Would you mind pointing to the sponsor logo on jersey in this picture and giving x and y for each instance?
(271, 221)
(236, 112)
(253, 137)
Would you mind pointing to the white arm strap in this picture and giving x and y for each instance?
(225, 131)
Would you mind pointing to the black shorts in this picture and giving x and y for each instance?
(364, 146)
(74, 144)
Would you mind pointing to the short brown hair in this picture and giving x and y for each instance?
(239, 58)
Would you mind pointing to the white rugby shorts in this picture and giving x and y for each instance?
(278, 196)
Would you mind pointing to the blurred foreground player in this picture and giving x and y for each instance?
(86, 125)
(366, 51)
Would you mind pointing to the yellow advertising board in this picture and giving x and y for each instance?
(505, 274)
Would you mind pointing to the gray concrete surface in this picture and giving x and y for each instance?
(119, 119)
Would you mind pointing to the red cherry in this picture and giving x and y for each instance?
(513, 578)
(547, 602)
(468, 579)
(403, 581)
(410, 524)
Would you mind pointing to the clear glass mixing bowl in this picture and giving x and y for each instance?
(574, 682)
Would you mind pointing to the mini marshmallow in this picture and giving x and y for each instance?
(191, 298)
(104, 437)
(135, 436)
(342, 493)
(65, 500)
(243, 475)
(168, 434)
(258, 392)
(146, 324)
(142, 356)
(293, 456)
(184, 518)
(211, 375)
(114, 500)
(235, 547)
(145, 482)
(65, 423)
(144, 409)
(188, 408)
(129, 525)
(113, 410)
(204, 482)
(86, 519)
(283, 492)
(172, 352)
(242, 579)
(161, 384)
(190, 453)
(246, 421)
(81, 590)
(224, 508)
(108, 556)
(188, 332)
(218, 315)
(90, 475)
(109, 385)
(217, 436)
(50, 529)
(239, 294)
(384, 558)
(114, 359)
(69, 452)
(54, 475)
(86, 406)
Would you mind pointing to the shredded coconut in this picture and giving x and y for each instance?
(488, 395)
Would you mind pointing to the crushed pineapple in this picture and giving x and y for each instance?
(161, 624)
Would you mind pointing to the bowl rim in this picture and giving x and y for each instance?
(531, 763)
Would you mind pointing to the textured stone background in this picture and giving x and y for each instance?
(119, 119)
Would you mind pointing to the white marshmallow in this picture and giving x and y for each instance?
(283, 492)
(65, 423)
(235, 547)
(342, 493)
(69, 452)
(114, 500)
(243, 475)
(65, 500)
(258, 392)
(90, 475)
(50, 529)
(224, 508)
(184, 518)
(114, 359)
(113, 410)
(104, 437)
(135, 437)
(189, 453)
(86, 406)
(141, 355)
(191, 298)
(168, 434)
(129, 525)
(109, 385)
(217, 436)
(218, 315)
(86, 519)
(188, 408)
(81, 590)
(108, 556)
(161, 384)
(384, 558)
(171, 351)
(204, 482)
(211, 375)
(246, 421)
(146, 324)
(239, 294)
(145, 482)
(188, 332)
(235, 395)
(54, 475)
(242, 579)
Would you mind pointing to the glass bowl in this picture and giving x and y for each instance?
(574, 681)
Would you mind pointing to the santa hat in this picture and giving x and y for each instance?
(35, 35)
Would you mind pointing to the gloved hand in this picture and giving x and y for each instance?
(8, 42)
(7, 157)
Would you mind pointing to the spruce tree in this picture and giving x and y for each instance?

TASK REQUIREMENTS:
Arrange all the entries above as a JSON list of strings, with each line as its own string and blank lines left out.

RESPONSE FOR THIS EXERCISE:
[
  "Would you mind pointing to the sponsor logo on jersey in this picture and giving x and y for each instance?",
  "(271, 221)",
  "(236, 112)",
  "(253, 137)",
  "Would you mind pointing to the white arm strap in this picture and giving x and y for each instance?",
  "(225, 131)",
  "Would you mind pointing to the black shorts in this picture and giving x and y for each instance?",
  "(364, 146)",
  "(74, 144)",
  "Would you mind pointing to the short brown hair in this picture and giving x and y for each instance?",
  "(239, 58)",
  "Would you mind pointing to the white rugby shorts in this picture and giving x and y for each instance?",
  "(278, 196)",
  "Would you mind pointing to the blurred foreground player in this picture and giving x and y for each instance?",
  "(86, 125)",
  "(366, 51)",
  "Would you mind pointing to the yellow advertising board in this picture and giving x and y for each instance?",
  "(505, 274)",
  "Would you mind pointing to the gray concrete surface in this picture and giving x and y for each instance?",
  "(119, 119)",
  "Would you mind pointing to the red cherry in this picture and giving x and y for each instance?",
  "(513, 578)",
  "(547, 602)",
  "(468, 579)",
  "(403, 581)",
  "(410, 524)",
  "Would you mind pointing to the clear glass mixing bowl in this picture and giving x and y for each instance?",
  "(574, 682)",
  "Would you mind pointing to the mini marshmallow in this picture and giving x and y for each instance?",
  "(191, 298)",
  "(104, 437)",
  "(135, 436)",
  "(342, 493)",
  "(65, 500)",
  "(243, 475)",
  "(168, 434)",
  "(258, 392)",
  "(146, 324)",
  "(142, 356)",
  "(293, 456)",
  "(184, 518)",
  "(211, 375)",
  "(114, 500)",
  "(235, 547)",
  "(145, 482)",
  "(65, 423)",
  "(144, 409)",
  "(188, 408)",
  "(129, 525)",
  "(113, 410)",
  "(204, 482)",
  "(86, 519)",
  "(283, 492)",
  "(172, 352)",
  "(242, 579)",
  "(161, 384)",
  "(190, 453)",
  "(246, 421)",
  "(81, 590)",
  "(224, 508)",
  "(108, 556)",
  "(188, 332)",
  "(218, 315)",
  "(90, 475)",
  "(109, 385)",
  "(217, 436)",
  "(50, 529)",
  "(239, 294)",
  "(384, 558)",
  "(114, 359)",
  "(69, 452)",
  "(54, 475)",
  "(86, 406)",
  "Would you mind pointing to the shredded coconut in this picture and giving x and y for each instance?",
  "(488, 395)",
  "Would you mind pointing to the crushed pineapple in this picture and giving x and y for each instance?",
  "(161, 624)",
  "Would you mind pointing to the bowl rim in this picture and giving x and y for each instance?",
  "(531, 763)",
  "Would you mind pointing to the textured stone background in this picture and giving x and y for each instance?",
  "(119, 119)",
  "Would you mind pointing to the white marshmallow in this picture and giving x and y for each instance?",
  "(283, 492)",
  "(65, 423)",
  "(235, 547)",
  "(342, 493)",
  "(69, 452)",
  "(114, 500)",
  "(243, 475)",
  "(65, 500)",
  "(258, 392)",
  "(90, 475)",
  "(50, 529)",
  "(224, 508)",
  "(184, 518)",
  "(114, 359)",
  "(113, 410)",
  "(104, 437)",
  "(135, 437)",
  "(189, 453)",
  "(86, 406)",
  "(141, 355)",
  "(191, 298)",
  "(168, 434)",
  "(129, 525)",
  "(109, 385)",
  "(217, 436)",
  "(218, 315)",
  "(86, 519)",
  "(188, 408)",
  "(81, 590)",
  "(108, 556)",
  "(161, 384)",
  "(384, 558)",
  "(171, 351)",
  "(204, 482)",
  "(211, 375)",
  "(246, 421)",
  "(146, 324)",
  "(239, 294)",
  "(145, 482)",
  "(188, 332)",
  "(235, 395)",
  "(54, 475)",
  "(242, 579)",
  "Would you mind pointing to the glass bowl in this picture and giving x and y for each instance?",
  "(574, 681)",
  "Would you mind pointing to the santa hat in this picture and giving x and y for each instance?",
  "(35, 35)",
  "Would you mind pointing to the gloved hand in this picture and giving x and y for each instance?",
  "(8, 42)",
  "(7, 157)",
  "Would you mind pointing to the spruce tree in this picture and giving x and y for each instance?"
]